> Written problem
Update the records from the line containing "query | small plant" through the end of the records, changing each "put a dot on" to "place a point on" and keeping everything else as it is. Give back only those lines, with the pictures left out.

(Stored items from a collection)
####

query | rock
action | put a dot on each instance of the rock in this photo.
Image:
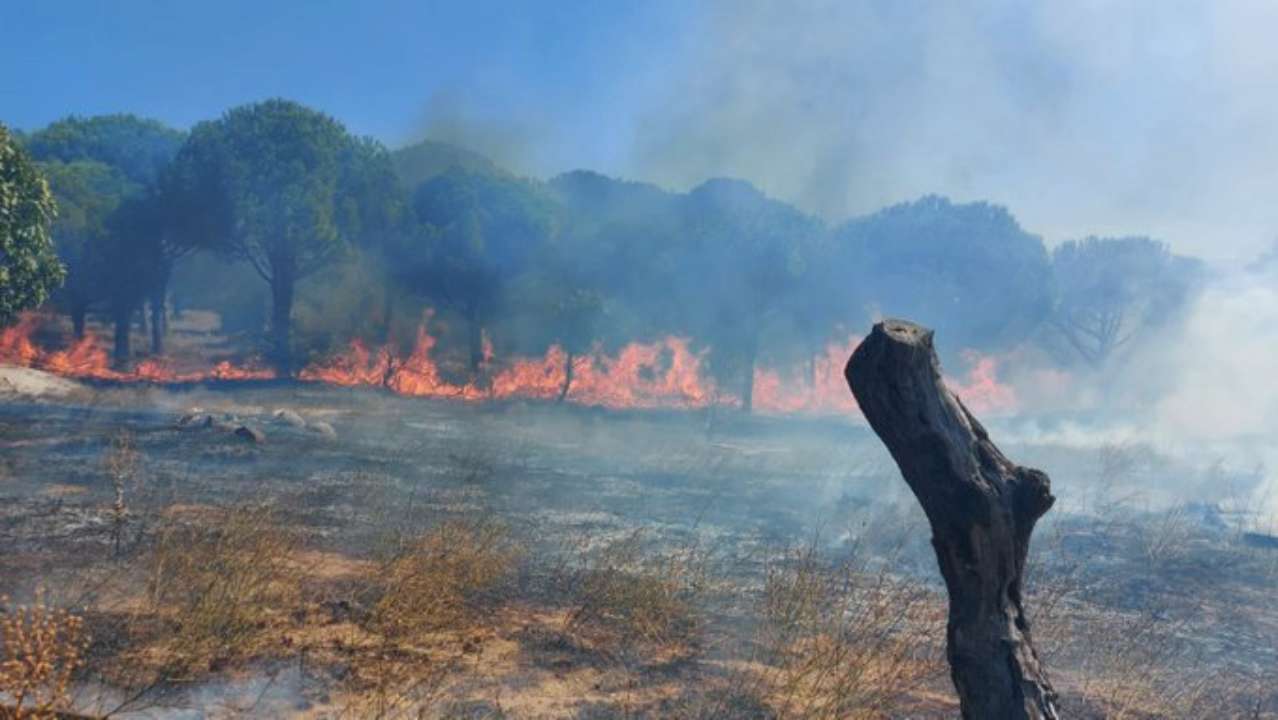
(196, 420)
(321, 427)
(251, 434)
(289, 417)
(1260, 540)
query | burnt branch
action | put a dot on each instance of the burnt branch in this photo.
(982, 508)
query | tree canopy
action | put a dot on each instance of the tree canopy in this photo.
(281, 187)
(28, 264)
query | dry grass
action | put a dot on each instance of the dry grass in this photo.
(845, 641)
(625, 596)
(41, 649)
(435, 581)
(217, 586)
(122, 463)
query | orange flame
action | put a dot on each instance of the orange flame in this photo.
(87, 358)
(662, 374)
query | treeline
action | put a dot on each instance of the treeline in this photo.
(350, 239)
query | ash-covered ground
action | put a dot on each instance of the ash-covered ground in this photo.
(1145, 600)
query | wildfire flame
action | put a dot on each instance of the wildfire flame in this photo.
(662, 374)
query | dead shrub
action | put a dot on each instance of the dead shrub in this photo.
(122, 463)
(624, 595)
(1138, 666)
(219, 585)
(41, 649)
(845, 641)
(433, 581)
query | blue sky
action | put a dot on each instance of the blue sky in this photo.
(1083, 117)
(392, 69)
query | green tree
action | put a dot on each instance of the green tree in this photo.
(750, 255)
(87, 193)
(96, 164)
(1111, 289)
(968, 270)
(138, 147)
(477, 234)
(28, 262)
(266, 183)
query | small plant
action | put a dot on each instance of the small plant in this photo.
(626, 595)
(433, 581)
(219, 585)
(844, 641)
(120, 463)
(41, 649)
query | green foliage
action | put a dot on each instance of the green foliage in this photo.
(284, 188)
(28, 264)
(1112, 288)
(426, 160)
(87, 192)
(137, 147)
(968, 270)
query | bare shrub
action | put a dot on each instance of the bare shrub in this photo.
(120, 463)
(1166, 535)
(624, 594)
(845, 641)
(219, 585)
(41, 649)
(433, 581)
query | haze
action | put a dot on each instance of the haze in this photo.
(1081, 118)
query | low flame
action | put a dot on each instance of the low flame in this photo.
(662, 374)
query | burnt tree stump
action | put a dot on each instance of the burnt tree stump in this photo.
(982, 509)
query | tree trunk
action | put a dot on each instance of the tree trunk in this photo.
(982, 508)
(123, 329)
(568, 377)
(159, 326)
(159, 315)
(78, 312)
(281, 322)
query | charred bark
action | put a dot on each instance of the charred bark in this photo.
(982, 509)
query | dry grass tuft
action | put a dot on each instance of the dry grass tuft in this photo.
(41, 649)
(433, 581)
(217, 586)
(122, 463)
(625, 595)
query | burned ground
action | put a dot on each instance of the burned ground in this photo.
(426, 558)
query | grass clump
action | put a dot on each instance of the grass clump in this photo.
(219, 585)
(845, 641)
(625, 594)
(437, 579)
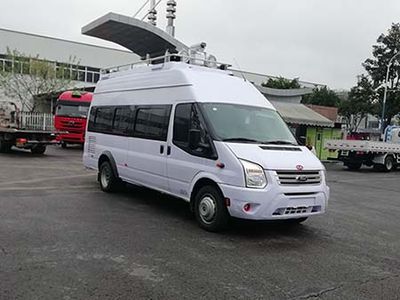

####

> Result for this task
query | small plant
action | place a point on each instance of the small plant in this photo.
(626, 595)
(433, 581)
(219, 585)
(844, 641)
(120, 463)
(41, 649)
query | green foliage
action | place a point on each instance of the green foliage in this photo.
(284, 188)
(28, 264)
(1112, 288)
(426, 160)
(87, 192)
(137, 147)
(968, 270)
query | bare shrub
action | place a point on each instance of the bare shrub in this photo.
(120, 463)
(1166, 535)
(624, 594)
(845, 641)
(219, 585)
(41, 649)
(433, 581)
query | haze
action | place a point on each instance of the haze in this photo.
(1081, 118)
query | low flame
action | place a point on each instance of the low flame in this photo.
(662, 374)
query | burnt tree stump
action | place a point on each instance of the burnt tree stump in this photo.
(982, 509)
query | tree trunk
action | place a point on each instance of the tree trunk in this photo.
(982, 508)
(123, 329)
(568, 377)
(159, 326)
(159, 315)
(78, 312)
(281, 322)
query | charred bark
action | place a point on each instance of the charred bark in this photo.
(982, 509)
query | dry grass tuft
action | place a point on each instance of the dry grass tuft in this photo.
(41, 649)
(433, 581)
(217, 586)
(122, 463)
(625, 595)
query | burned ground
action | place a point on each instance of the burned ground in this photo.
(426, 558)
query | grass clump
action | place a point on each instance of the grass clump in this photo.
(219, 585)
(845, 641)
(625, 594)
(437, 579)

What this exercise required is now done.